INPUT DATA:

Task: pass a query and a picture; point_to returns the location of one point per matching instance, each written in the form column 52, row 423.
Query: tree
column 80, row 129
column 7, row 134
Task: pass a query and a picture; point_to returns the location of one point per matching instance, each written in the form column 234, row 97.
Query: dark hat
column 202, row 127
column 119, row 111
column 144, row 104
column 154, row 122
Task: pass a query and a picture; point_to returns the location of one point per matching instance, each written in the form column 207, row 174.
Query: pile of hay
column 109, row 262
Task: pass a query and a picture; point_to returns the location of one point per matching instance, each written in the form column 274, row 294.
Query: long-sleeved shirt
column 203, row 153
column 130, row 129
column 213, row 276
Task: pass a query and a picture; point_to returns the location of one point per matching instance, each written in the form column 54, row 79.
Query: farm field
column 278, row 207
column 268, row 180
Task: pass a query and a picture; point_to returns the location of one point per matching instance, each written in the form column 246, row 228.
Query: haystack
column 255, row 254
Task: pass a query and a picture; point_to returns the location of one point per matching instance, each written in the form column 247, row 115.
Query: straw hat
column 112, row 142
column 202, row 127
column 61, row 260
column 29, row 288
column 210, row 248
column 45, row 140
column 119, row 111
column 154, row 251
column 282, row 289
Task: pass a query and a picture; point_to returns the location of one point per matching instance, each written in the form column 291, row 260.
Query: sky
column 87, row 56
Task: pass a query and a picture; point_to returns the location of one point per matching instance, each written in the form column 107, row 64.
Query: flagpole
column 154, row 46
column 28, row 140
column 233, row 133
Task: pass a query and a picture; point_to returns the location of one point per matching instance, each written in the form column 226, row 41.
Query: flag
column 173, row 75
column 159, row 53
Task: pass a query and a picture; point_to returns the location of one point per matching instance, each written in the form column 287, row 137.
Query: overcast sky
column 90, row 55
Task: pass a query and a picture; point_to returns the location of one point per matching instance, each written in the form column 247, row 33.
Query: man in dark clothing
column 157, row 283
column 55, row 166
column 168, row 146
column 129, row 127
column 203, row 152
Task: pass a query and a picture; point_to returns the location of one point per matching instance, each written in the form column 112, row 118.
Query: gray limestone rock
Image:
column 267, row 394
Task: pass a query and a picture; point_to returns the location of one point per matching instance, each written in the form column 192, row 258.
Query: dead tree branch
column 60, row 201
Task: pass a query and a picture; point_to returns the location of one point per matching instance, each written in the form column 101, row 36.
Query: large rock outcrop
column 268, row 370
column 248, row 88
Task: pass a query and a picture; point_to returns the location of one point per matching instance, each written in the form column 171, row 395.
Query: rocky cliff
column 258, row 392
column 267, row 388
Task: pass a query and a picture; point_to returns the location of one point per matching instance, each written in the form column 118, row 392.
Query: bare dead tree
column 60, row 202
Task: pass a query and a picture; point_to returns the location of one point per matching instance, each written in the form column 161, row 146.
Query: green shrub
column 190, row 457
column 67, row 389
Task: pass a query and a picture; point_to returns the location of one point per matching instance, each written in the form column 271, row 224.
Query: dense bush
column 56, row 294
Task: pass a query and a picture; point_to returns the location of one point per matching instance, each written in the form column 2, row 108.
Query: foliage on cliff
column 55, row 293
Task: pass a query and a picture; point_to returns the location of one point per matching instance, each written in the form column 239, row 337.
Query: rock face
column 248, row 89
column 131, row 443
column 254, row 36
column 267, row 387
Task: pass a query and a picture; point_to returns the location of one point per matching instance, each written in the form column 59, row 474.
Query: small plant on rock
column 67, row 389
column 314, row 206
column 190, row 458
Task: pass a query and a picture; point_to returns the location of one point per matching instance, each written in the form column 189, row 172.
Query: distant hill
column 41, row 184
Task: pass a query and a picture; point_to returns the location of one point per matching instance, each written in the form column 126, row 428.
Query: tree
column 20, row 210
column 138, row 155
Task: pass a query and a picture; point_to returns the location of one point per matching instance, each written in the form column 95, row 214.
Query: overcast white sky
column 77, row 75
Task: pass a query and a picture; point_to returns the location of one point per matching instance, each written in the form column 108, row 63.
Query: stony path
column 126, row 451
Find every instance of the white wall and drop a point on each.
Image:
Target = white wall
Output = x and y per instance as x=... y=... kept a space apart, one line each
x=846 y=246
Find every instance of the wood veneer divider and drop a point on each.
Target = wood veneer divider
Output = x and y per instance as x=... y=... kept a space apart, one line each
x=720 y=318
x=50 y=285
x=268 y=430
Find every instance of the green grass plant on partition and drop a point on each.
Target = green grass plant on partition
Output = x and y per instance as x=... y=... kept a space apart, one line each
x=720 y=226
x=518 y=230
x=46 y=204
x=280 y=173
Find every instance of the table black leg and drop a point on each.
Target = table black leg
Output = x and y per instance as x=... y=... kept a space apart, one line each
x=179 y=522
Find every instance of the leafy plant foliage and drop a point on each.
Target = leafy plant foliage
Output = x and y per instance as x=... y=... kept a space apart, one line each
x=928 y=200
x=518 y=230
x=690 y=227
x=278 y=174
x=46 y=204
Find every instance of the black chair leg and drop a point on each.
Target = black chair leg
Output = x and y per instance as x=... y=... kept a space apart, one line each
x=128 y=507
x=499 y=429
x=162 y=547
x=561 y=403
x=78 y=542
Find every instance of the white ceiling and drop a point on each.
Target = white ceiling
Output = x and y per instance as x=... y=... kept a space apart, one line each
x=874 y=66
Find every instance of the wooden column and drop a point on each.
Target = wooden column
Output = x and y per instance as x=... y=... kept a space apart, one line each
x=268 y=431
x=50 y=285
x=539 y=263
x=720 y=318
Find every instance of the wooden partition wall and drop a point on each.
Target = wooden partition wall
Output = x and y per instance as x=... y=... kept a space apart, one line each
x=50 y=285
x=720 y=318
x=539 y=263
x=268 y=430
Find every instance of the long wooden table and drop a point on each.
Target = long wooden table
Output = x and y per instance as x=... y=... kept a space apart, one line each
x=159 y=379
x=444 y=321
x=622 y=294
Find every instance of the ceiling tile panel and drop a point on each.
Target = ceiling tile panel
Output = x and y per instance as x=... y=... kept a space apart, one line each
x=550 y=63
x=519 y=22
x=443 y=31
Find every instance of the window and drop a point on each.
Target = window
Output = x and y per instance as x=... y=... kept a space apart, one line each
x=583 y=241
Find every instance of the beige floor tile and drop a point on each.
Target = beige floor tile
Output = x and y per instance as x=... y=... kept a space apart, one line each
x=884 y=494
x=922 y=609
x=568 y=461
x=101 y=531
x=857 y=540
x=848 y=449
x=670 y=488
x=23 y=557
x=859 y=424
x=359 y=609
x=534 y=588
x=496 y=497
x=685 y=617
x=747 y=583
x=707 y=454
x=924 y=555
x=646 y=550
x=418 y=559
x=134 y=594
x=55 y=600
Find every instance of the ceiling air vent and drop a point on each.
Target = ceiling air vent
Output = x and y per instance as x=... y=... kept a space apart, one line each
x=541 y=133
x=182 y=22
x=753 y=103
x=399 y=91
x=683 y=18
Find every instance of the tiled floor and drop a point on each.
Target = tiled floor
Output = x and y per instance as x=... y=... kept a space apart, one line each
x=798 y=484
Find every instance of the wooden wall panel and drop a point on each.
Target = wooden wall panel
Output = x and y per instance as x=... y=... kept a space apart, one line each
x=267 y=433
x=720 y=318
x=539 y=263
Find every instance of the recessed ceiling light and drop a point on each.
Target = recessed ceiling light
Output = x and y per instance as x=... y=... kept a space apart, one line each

THE REQUEST:
Take the line with "Find every instance of the ceiling air" and all lines after it through the end of the records, and write them out exactly; include nothing else.

REPLY:
Find every instance of the ceiling air vent and drop a point on each.
Target = ceiling air vent
Output = x and y per instance as x=... y=... kept a space apart, one line each
x=541 y=133
x=182 y=22
x=753 y=103
x=399 y=91
x=683 y=18
Find every instance of the tiled floor and drop a point on each.
Target = tiled floor
Output = x and y per instance as x=... y=... kept a space apart, one line each
x=798 y=484
Find every instance of the wooden wall panel and drop a point on each.
Target = wooden wall panel
Output = x and y per instance as x=... y=... kept a space apart, one line each
x=267 y=433
x=720 y=318
x=539 y=263
Find every instance of the recessed ceiling light and drop a point on each.
Target = recessed ceiling light
Output = x and y per instance as x=... y=... kept a space apart, one line each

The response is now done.